*Task description*: The result should be every line of the listing that contains "wing".

*Material supplied*:
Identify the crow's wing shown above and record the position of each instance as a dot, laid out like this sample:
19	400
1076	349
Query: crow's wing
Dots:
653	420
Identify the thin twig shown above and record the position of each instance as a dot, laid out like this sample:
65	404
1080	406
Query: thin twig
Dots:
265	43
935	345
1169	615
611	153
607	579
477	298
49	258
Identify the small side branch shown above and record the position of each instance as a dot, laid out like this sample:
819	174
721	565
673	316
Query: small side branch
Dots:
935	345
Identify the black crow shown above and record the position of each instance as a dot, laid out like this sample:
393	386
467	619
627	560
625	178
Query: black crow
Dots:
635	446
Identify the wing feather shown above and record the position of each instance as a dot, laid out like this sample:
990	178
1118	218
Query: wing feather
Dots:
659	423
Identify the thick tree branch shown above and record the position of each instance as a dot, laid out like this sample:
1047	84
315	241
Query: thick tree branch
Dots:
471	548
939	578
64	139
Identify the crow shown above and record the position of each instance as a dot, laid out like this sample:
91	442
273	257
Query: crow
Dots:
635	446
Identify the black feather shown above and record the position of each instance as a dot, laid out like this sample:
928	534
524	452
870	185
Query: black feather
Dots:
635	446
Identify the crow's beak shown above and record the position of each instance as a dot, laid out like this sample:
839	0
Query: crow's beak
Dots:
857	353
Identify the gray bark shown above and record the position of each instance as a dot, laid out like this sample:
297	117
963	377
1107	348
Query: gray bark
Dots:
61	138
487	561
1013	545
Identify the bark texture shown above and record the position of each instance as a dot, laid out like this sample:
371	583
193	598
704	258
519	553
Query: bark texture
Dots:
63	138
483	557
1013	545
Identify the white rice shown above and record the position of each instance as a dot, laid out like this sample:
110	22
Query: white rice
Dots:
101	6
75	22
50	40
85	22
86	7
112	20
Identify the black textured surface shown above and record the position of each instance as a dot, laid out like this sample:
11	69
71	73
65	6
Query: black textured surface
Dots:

*Response to this exercise*:
Identify the crow's wing shown above and record the position of each instance as a dot, laid out like this sample:
Query: crow's wing
Identify the wing feather shown above and record the position of each instance as a dot, laid out like this sample:
Query: wing feather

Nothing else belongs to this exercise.